A roundup of notable obituaries for the week ending May 10.


Billy Frank Jr., 83, a Nisqually tribal member whose decades-long battle with authorities over treaty rights to catch fish propelled him to the forefront of one of the Northwest’s greatest civil-rights movements, died Monday at his Olympia-area home. A charismatic statesman for tribal rights, he traveled the country and the world and became one of the nation’s most influential Native Americans.

Farley Mowat, 92, one of Canada’s most popular and prolific writers, who became a champion of wildlife and native Canadian rights and a sharp critic of environmental abuse, died Tuesday in Port Hope, Ontario.

William Harvey Dana, 83, he famed test pilot who helped usher in the Space Age in the 1960s by routinely flying rocket planes to new supersonic speeds and stratospheric heights, died Tuesday near Phoenix from Parkinson’s disease.

Gary Becker, 83, a Nobel Prize-winning economist who expanded the scope of his field to address a variety of social issues, including family relations and discrimination, died May 3 in Chicago of complications from surgery.

George H. Heilmeier, 77, an electrical engineer for RCA who in the 1960s helped invent a screen display that used liquid crystals to project images — technology now ubiquitous in telephones, digital watches, computer monitors and flat-screen televisions — died of Alzheimer’s disease April  21 in Plano, Texas.

Arthur Oakes, 74, of Keystone, S.D., who drew national attention in the mid-1990s when he paid to keep the lights on at Mount Rushmore National Memorial during a federal government shutdown, died of pancreatic cancer Monday.

Cornelius Gurlitt, 81, whose long-secret hoard of 1,280 major artworks was seized last year and set off an international uproar over the fate of art looted by the Nazis, died Tuesday in his Munich apartment. He had recently had heart surgery.

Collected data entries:

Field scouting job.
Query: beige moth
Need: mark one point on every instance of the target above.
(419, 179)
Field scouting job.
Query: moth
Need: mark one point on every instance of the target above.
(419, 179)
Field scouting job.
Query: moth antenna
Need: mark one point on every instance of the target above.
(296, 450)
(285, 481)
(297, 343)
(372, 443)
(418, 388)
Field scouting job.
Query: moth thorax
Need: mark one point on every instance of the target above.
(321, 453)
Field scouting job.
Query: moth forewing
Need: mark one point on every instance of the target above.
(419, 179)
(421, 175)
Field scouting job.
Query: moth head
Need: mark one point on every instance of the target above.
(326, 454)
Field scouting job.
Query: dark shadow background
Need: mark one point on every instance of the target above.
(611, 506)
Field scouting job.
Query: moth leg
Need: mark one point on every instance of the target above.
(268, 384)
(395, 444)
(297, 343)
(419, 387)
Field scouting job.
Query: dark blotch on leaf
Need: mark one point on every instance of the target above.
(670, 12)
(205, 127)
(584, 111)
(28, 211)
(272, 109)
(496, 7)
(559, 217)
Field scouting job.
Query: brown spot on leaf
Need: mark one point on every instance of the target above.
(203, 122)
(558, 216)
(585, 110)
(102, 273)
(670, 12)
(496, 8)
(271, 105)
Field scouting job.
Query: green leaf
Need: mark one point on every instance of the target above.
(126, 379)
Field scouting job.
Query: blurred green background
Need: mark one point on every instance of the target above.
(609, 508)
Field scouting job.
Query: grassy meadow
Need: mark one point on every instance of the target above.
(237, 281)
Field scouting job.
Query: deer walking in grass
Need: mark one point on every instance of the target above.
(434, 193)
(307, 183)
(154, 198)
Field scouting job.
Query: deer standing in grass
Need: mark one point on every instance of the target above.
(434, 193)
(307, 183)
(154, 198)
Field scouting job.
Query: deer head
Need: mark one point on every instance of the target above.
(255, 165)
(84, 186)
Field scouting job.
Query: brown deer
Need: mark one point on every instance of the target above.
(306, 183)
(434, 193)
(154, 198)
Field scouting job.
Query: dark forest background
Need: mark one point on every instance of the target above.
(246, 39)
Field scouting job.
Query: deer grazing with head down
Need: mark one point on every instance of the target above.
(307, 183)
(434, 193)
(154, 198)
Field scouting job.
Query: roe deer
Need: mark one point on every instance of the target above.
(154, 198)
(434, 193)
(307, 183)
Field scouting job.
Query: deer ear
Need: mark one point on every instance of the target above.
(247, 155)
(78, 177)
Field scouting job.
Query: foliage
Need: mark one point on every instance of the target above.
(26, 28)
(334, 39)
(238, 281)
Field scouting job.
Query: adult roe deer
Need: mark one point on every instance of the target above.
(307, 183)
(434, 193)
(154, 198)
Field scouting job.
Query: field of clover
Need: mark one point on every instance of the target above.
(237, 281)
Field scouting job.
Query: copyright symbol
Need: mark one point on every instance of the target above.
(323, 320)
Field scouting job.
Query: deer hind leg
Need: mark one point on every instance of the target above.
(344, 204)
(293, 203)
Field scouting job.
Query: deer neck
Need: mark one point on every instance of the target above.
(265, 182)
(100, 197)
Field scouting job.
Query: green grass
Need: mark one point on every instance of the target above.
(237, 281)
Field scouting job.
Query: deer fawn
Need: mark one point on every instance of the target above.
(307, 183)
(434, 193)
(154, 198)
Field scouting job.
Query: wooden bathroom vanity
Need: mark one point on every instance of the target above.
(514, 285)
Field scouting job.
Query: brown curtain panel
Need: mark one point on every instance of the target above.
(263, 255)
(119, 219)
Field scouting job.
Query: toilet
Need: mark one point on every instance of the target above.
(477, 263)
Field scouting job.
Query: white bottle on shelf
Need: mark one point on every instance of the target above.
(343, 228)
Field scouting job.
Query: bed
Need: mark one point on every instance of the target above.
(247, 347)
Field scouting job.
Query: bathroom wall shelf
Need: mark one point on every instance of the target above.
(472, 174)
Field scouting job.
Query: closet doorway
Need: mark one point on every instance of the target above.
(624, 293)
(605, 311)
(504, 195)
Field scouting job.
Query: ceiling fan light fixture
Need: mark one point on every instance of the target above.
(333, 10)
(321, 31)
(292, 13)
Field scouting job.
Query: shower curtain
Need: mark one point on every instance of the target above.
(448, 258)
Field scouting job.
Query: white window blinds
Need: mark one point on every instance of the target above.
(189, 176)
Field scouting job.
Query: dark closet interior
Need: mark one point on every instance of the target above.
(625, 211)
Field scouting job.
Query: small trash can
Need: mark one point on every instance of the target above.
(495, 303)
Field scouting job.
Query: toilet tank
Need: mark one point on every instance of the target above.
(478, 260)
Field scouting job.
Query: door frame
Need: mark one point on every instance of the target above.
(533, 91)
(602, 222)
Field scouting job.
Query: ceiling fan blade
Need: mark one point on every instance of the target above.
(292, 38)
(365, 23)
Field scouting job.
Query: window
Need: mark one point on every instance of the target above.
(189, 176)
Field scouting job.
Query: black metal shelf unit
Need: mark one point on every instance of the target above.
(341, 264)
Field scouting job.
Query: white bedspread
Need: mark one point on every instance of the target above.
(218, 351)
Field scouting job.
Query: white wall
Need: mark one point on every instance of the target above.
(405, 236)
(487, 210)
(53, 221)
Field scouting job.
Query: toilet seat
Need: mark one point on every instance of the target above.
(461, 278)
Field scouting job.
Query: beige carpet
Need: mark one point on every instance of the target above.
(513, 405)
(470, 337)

Problem A –
Answer these questions from the obituary roundup:
(i) In what city did Farley Mowat die?
(ii) What disease caused George H. Heilmeier's death?
(iii) How many artworks were in Cornelius Gurlitt's hoard?
Problem B – Please list every person in the obituary roundup who died at age 83.

Exercise answer A –
(i) Port Hope, Ontario
(ii) Alzheimer's disease
(iii) 1,280

Exercise answer B –
Billy Frank Jr.
William Harvey Dana
Gary Becker